- DIRECTIONS FOR THIS TASK -
Extract every line of the items below that contains the string "sandbag". Case matters.

(Rows from a pointing dataset)
----------------------------------------
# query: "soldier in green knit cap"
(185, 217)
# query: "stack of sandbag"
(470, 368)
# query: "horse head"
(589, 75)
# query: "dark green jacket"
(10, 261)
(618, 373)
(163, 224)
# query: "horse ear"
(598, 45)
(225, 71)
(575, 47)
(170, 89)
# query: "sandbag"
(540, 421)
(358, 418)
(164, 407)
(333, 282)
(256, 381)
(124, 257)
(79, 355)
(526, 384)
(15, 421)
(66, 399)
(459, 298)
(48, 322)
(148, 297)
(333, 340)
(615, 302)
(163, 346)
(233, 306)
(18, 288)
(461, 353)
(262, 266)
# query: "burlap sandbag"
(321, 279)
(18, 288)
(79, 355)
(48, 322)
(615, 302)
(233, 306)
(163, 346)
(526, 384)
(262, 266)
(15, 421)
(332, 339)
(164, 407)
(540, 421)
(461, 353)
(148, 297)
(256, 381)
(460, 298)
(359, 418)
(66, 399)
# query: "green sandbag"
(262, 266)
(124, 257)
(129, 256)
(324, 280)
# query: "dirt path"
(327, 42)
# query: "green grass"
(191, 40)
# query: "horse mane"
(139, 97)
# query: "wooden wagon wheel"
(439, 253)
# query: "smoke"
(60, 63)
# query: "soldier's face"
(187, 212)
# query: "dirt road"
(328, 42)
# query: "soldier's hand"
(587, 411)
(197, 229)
----------------------------------------
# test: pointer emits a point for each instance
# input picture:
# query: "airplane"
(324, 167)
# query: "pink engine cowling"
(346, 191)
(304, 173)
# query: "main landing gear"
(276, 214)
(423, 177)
----------------------------------------
- REPLY TO THE EXERCISE -
# query: "stack of sandbag"
# query: "sandbag"
# query: "burlap sandbag"
# query: "green sandbag"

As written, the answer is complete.